**TASK INPUTS**.
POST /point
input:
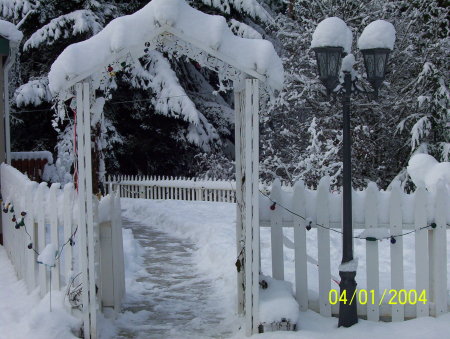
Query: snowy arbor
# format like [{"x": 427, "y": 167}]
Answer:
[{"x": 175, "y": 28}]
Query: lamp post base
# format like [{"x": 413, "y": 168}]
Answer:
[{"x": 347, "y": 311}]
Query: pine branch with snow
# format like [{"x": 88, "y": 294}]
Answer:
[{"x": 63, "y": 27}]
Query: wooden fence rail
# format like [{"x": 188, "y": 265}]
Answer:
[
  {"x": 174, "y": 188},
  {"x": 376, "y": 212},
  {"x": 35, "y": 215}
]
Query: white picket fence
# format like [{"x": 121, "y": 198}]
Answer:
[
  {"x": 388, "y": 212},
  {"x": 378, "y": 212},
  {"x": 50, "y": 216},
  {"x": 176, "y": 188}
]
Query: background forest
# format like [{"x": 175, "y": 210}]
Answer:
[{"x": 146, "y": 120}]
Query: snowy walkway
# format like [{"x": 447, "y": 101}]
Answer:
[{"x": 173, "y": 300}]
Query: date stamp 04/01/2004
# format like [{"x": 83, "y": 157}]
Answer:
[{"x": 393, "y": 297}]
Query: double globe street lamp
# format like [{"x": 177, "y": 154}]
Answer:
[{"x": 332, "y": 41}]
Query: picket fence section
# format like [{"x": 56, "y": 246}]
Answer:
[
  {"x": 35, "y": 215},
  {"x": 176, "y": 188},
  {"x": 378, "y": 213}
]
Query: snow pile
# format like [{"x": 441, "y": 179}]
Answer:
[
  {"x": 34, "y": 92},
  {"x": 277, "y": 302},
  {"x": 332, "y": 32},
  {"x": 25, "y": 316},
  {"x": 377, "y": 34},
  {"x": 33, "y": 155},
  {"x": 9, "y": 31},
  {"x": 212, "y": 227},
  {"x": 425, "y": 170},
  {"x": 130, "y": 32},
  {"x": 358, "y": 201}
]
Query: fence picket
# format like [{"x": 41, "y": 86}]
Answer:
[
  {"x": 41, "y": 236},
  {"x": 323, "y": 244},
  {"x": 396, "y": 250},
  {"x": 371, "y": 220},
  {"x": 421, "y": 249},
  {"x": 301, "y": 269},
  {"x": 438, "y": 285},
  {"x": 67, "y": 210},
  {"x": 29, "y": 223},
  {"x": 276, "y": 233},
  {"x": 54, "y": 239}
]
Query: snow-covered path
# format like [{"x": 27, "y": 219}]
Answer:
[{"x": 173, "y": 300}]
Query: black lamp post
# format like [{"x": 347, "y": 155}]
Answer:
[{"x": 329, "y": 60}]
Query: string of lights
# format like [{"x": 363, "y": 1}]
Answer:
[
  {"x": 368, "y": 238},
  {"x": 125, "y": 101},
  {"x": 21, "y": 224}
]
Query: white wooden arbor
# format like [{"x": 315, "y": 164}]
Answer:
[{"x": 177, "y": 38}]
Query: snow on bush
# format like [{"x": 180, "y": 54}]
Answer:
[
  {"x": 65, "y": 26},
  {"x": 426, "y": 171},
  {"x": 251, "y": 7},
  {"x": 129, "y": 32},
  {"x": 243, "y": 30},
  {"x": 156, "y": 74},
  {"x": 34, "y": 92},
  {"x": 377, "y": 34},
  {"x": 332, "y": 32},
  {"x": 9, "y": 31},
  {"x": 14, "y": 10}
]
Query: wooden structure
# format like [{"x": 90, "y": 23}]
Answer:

==

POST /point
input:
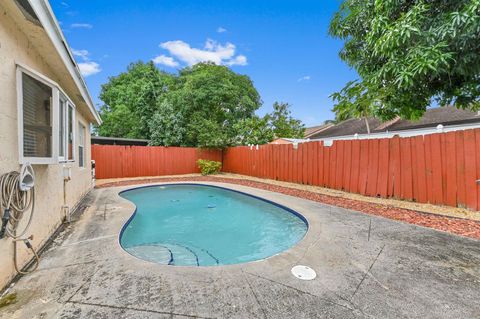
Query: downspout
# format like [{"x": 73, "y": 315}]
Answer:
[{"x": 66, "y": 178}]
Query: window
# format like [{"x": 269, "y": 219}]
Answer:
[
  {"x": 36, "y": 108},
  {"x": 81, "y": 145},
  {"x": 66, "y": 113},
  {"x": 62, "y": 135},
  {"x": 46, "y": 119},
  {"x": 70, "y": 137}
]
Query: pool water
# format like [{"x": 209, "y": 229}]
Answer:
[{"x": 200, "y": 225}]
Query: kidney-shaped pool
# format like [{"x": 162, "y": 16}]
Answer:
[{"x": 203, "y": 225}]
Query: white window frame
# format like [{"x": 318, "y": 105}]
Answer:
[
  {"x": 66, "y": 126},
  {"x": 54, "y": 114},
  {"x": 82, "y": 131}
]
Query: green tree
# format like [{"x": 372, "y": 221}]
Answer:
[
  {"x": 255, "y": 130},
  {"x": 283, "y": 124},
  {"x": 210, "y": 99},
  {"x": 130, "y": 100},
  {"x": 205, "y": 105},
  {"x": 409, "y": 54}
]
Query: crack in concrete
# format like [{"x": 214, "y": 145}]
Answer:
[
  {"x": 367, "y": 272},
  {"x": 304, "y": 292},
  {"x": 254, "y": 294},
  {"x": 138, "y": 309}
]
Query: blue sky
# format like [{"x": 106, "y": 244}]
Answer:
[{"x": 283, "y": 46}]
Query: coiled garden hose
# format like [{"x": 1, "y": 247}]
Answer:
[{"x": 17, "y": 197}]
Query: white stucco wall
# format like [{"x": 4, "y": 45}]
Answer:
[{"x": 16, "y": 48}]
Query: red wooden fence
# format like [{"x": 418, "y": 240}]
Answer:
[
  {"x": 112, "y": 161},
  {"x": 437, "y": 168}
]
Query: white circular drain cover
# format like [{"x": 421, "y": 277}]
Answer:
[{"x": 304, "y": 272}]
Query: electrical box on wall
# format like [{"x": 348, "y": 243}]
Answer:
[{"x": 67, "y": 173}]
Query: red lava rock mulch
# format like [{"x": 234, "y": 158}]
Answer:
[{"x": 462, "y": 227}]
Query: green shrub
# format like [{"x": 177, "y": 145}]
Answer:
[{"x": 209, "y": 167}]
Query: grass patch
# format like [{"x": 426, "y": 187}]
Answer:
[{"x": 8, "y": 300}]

**PROBLEM TO SOLVE**. Gather each line in the rows above that contains the string "snowy", treating uppercase and lowercase letters as distinct.

**IN RESPONSE**.
Query: snowy arbor
Query: snowy walkway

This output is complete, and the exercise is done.